**TRECHO DO TEXTO:**
+++

Antes do batismo e da Santa Ceia, os competentes recebiam instruções do Credo Apostólico e do Pai-Nosso para serem decorados em silêncio, recebendo o nome de disciplina arcani (disciplina do sigilo).

Entre a meditação “e o batismo, normalmente acontecia na ultima fase da catequese. Nesta, era incluída alguma instrução sobre os elementos do ritual do batismo que acontecia em poucos dias.”[21] Havia divergência entre os expoentes da catequese e os pais da igreja sobre o ensino em relação ao batismo antes ou depois do ritual. Crisóstomos e Agostinho preferiam a catequese sobre o batismo antecedendo ao rito, enquanto Cirilo de Jerusalém já optava pela catequese pós-batismo em perspectiva experimental do rito do sacramento (mistagogia).[22]

Porém, havia um consenso entre eles:

O batismo era o sacramento da iniciação da igreja. Os batizados, que na época, naturalmente, tinham sido adultos pagãos, confessavam a decisão de aceitar as implicações deste batismo. Eram, então, batizados em nome de Cristo. Mais tarde foram acrescentados os nomes de Deus Pai e do Espírito Santo. Como não havia ainda explicações paralelas, estava-se no domínio da fé e da liturgia e não da teologia.[23]

Naturalmente, o autor citado acerta quanto ao consenso sobre o batismo como sacramento de iniciação e o desenvolvimento da percepção trinitária para o ritual, porém equivocadamente exclui a teologia do chamado domínio litúrgico, contrariando o fenômeno exposto neste trabalho de catequese como exposição teológica paralela ao rito.

+++

**DADOS FORNECIDOS:**
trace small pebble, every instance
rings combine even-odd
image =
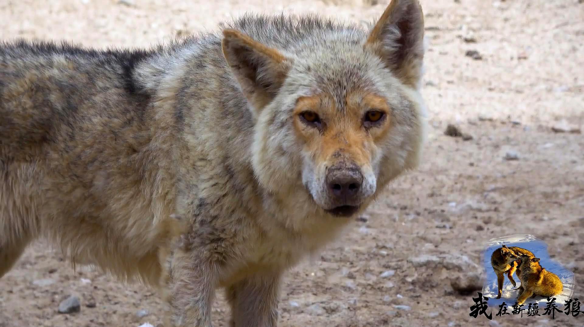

+++

**OBJETIVO PROPOSTO:** Troque "consenso" por "acordo" ao reescrever a parte do trecho sobre a catequese batismal que começa em "Porém, havia um" e vai até "paralela ao rito.".

**TAREFA CONCLUÍDA:**
Porém, havia um acordo entre eles:

O batismo era o sacramento da iniciação da igreja. Os batizados, que na época, naturalmente, tinham sido adultos pagãos, confessavam a decisão de aceitar as implicações deste batismo. Eram, então, batizados em nome de Cristo. Mais tarde foram acrescentados os nomes de Deus Pai e do Espírito Santo. Como não havia ainda explicações paralelas, estava-se no domínio da fé e da liturgia e não da teologia.[23]

Naturalmente, o autor citado acerta quanto ao acordo sobre o batismo como sacramento de iniciação e o desenvolvimento da percepção trinitária para o ritual, porém equivocadamente exclui a teologia do chamado domínio litúrgico, contrariando o fenômeno exposto neste trabalho de catequese como exposição teológica paralela ao rito.